Required task
Please reproduce the Baldwin County piece below word for word, from "Rooted in Baldwin" to "coordinates on a map.".

Passage provided
+++

Rooted in Baldwin

What does it mean to be part of a place? To be shaped by the landscape and seascape, to create a sense of community, and to call it home? The men and women profiled here landed in Baldwin County in different ways – one is fifth generation but grew up elsewhere, another is first generation, born more than 80 years ago. One arrived as a child and immediately felt enveloped by the surroundings. For another, a family vacation spot gained a permanent hold. All these who now claim Baldwin as their own come from diverse backgrounds and dissimilar lines of work. What they understand in common, though, is that to be “rooted” can speak to a place in the heart as well as coordinates on a map.

Bill Purvis: A Builder's Gift

When Bill Purvis’ mother, Marion Mastin, was growing up in Mobile, she set off often to Baldwin County, as he tells it, with her own mother and siblings by rowboat, on an all-day excursion to Spanish Fort where the family had property. They had acquired the nine acres in about 1920 in exchange for payment of $300, a milk cow and a set of fishing nets. Marion and husband Homer Purvis moved there permanently when Bill was a little boy. He grew up in the 1940s “on a pig trail off state Highway 31. You couldn’t get back there in a car. All I did was fish and hunt and stay in the water all the time. I loved it.”

+++

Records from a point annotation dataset
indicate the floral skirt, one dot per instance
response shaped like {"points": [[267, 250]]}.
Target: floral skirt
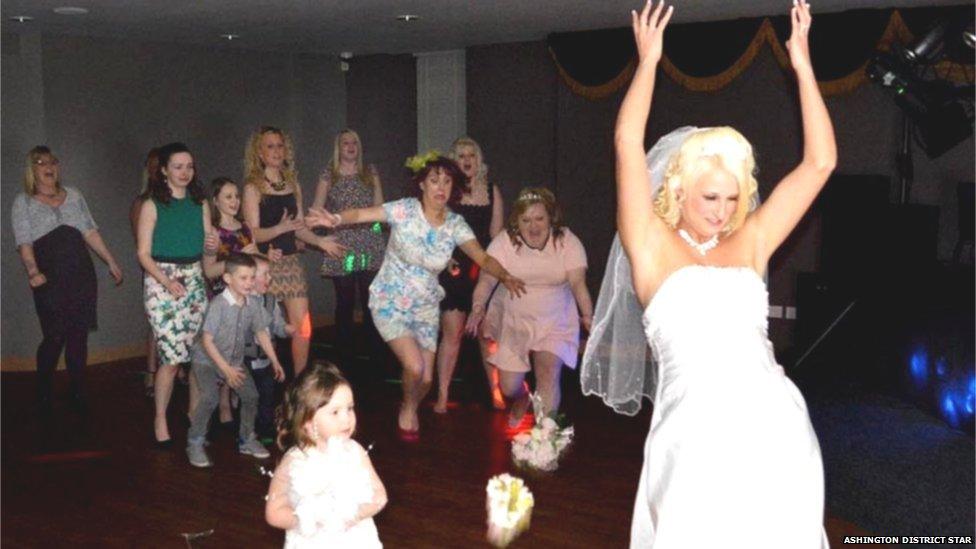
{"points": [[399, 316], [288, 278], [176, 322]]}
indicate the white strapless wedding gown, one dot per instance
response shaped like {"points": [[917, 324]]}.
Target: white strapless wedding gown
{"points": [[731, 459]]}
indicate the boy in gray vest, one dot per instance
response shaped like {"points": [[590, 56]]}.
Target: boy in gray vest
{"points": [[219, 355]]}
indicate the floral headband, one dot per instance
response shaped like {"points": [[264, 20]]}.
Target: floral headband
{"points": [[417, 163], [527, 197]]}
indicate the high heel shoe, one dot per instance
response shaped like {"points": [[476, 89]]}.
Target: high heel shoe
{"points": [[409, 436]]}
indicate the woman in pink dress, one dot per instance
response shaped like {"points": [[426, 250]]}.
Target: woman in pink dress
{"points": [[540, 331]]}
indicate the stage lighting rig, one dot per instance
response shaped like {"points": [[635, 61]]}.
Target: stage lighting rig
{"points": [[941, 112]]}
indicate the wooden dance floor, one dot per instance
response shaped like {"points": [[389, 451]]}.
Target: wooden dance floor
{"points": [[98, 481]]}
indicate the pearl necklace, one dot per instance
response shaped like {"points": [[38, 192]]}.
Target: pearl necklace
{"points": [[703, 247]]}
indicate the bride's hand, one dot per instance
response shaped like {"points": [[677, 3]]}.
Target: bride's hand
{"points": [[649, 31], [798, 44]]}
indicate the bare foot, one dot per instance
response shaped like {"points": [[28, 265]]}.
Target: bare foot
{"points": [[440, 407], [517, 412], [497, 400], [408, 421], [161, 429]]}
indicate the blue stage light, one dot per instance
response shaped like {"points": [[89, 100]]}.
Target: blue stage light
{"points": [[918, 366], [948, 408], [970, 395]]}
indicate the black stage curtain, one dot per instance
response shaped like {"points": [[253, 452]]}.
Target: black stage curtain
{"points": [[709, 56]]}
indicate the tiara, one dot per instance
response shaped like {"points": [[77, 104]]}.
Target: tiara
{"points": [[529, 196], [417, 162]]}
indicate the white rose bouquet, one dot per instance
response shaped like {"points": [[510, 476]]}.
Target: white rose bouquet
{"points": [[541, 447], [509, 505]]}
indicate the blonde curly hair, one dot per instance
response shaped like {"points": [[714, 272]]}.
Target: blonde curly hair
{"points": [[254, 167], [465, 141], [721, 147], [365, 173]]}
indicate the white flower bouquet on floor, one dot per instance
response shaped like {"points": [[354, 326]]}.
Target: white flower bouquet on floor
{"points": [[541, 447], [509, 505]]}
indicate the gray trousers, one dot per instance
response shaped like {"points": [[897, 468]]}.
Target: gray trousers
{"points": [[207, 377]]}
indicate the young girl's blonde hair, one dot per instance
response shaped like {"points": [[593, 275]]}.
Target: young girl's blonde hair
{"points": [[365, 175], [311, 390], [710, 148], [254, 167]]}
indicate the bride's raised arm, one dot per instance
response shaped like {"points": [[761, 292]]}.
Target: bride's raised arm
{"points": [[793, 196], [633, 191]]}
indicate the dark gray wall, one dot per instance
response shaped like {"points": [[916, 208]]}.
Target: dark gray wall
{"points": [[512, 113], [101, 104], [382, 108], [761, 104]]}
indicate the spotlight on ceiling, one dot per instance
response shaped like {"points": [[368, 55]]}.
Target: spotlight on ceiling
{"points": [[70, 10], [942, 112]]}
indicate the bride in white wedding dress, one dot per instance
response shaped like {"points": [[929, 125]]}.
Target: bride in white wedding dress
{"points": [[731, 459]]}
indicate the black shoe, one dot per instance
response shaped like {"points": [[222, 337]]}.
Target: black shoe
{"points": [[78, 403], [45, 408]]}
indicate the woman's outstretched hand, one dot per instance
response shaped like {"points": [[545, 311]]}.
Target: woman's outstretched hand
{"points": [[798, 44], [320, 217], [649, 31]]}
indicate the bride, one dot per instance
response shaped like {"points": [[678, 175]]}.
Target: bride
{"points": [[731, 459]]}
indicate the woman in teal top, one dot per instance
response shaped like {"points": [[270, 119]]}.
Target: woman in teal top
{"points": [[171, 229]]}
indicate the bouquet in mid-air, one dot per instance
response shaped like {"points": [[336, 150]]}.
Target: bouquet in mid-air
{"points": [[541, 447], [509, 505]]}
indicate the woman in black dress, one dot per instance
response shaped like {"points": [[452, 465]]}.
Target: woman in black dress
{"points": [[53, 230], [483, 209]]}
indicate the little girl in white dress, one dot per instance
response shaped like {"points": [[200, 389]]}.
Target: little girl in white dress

+++

The output
Rooted in Baldwin

What does it mean to be part of a place? To be shaped by the landscape and seascape, to create a sense of community, and to call it home? The men and women profiled here landed in Baldwin County in different ways – one is fifth generation but grew up elsewhere, another is first generation, born more than 80 years ago. One arrived as a child and immediately felt enveloped by the surroundings. For another, a family vacation spot gained a permanent hold. All these who now claim Baldwin as their own come from diverse backgrounds and dissimilar lines of work. What they understand in common, though, is that to be “rooted” can speak to a place in the heart as well as coordinates on a map.